__Задания__:
1. Согласно отрывку о женской преступности XIX века, какого числа лондонский коронер проводил разбирательство о смерти Бриджет Гроук?
2. Продолжите отрывок о женской преступности XIX века, начав сразу после его последнего предложения.

__Выбранный отрывок__:
↓↓↓
Боюсь ошибиться, но, кажется, в рассказах о Шерлоке Холмсе нет ни одного преступления, совершенного женщиной. Женоненавистничество Холмса известно – не совсем понятно, было ли оно отражением мизогинии Конан Дойля, либо просто приметой времени. В сущности, Холмс считал женщин не слишком способными к совершению преступлений вообще – дело это сложное, требующее хотя бы минимума логики, крепких нервов и недюжинной физической силы. Огнестрельного оружия на руках у подданных ее Величества было не очень много, а сбить супостата с ног ударом кулака или снести ему полчерепа кочергой викторианской даме все-таки затруднительно – еще не появилось ни фитнесс-клубов, ни центров боевых искусств. Впрочем, в известном монологе в «Знаке четырех» Холмс упоминает некую красавицу, которая отравила детей, чтобы получить страховку. Тут он попал в точку; дети и отравления – вот главный контекст женской преступности в XIX веке, контекст, по канве которого вышивали свои сюжеты классики от Диккенса до Флобера и Лескова.
Совершенно литературным (как видится это сейчас -- но те только сейчас!) было и описание разбирательства о смерти Бриджет Гроук, проводившегося лондонским коронером 4 января 1840 года. Трехлетняя Бриджет умерла в бедняцком районе Сэнгейт от «естественных причин», однако эта «естественность» ужаснула коронера и всех присутствовавших при следствии. Причин было названо две: общие условия жизни и «бесчеловечное поведение матери». Насчет последнего наше социокультурное воображение предложит полное (пожалуй, даже избыточное) описание – нищета, пьянство, беспорядочное распутство и проч. А вот «общие условия жизни» умершего ребенка потрясли даже хладнокровных английских чиновников тех довольно суровых времен: «Почти невозможно даже отдаленно передать вид тошнотворного вертепа, где было найдено умершее дитя. Низкая темная комната; огонь очага отбрасывает вспышки ослепительного света на помещение, которое могло бы навести автора недавно опубликованной «Фортуны Годольфина» на знаменитое описание склепа, где заживо погребли цыганку». Для справки: роман позабытого ныне Николаса Мичела «Фаталист, или Фортуна Годольфина» вышел в свет в том же 1840 году. Лондонские коронеры были, оказывается, весьма начитанными людьми.
↑↑↑
__Фрагменты данных__:
↓↓↓
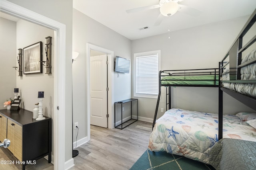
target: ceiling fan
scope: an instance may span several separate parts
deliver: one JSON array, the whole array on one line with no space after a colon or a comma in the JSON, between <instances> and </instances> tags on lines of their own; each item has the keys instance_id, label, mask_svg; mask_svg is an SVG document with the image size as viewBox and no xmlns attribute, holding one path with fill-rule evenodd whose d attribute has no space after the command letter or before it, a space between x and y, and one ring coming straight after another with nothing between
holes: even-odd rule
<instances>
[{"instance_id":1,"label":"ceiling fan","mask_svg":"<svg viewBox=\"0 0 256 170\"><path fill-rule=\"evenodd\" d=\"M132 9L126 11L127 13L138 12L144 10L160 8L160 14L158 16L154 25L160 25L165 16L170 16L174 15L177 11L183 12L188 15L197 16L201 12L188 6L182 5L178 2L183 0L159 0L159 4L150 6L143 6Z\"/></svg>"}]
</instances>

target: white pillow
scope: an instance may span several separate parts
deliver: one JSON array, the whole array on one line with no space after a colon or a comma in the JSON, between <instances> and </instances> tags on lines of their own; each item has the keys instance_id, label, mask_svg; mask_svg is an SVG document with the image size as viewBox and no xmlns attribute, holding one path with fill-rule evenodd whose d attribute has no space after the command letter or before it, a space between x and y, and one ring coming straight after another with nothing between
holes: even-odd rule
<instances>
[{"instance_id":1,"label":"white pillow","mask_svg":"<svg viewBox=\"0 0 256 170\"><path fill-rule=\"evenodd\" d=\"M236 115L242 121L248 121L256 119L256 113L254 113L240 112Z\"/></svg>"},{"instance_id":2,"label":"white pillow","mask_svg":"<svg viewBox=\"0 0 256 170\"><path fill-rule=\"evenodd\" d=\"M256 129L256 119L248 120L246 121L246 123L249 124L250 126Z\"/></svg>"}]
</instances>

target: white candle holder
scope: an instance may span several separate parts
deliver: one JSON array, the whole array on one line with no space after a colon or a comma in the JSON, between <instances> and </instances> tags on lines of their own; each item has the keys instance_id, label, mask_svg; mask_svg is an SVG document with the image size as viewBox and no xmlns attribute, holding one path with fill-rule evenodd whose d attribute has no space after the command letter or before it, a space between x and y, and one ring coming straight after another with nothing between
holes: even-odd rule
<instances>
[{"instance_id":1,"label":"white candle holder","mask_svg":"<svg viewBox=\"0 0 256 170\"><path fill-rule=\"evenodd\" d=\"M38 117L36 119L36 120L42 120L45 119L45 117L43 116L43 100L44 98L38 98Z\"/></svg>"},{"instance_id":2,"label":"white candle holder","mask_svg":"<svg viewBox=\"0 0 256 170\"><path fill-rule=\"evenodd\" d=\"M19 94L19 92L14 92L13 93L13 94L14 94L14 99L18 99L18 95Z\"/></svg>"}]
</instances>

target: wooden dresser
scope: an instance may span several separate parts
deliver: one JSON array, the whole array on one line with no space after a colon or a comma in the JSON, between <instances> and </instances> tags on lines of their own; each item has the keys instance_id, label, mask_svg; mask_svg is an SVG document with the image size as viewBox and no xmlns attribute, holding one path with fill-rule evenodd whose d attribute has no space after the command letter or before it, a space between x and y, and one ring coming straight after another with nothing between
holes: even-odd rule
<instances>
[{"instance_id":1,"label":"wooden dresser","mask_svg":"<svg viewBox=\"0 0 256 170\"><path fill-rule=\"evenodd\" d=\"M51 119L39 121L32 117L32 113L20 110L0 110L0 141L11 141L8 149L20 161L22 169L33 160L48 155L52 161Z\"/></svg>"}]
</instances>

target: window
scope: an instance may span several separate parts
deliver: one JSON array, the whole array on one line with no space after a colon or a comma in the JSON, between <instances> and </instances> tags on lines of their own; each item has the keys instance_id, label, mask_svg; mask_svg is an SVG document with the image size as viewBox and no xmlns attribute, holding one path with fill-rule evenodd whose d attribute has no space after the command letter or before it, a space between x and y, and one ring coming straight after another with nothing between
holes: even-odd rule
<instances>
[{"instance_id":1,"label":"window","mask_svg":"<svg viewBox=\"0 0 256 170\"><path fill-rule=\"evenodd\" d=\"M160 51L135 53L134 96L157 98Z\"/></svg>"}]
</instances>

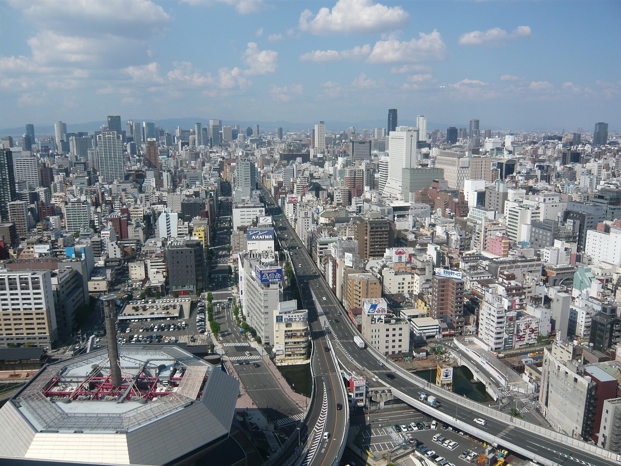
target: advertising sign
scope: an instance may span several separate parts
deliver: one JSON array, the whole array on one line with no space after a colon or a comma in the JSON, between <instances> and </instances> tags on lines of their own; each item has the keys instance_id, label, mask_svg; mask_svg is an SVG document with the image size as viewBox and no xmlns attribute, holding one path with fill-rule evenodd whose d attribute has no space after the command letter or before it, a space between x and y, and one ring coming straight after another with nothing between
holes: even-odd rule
↑↑↑
__Ответы по заданиям__:
1. 4 января 1840 года.

2.
Другое дело, касающееся злокозненного поведения некоей особы, датируется 3 апреля 1845 года и известно под названием «Корона против Холла (он же Роллинс)». Обвиняется мужчина, но все нехорошие проступки совершила именно женщина, сумевшая, к тому же, вылезти сухой из матримониальных вод. Томас Холл (он же Роллинс), человек бедный, почти нищий, был женат на Мэри Энн, с которой прижил ребенка. Супруга этого бедолаги решила уйти от него к любовнику, прихватив с собой дочку. Холл пытался ее задержать, но был избит своим удачливым соперником. Брошенный муж пытался уговорить Мэри Энн вернуться домой, но, в конце концов, отчаялся и женился заново. Правда развестись с изменщицей он не смог – в те временя для этого нужно было специальное решение Палаты Лордов и церковного суда; все это требовало денег, которых у Холла никогда не водилось. В конце концов, несчастного бедняка судили за двоеженство. Высокомерный и жестокосердый паяц в судейском парике, выразив сочувствие обвиняемому, отправил его на четыре месяца на принудительные работы. Судья Мол издевательски заметил, что закон един для богатых и бедных, и что Холл должен был поступать согласно ему – обращаться за разрешением на развод в Палату Лордов, в церковный суд и тратить на все это около 600 фунтов (гигантскую для тех времен сумму). Такая вот юридическая беспристрастность на фоне женского коварства.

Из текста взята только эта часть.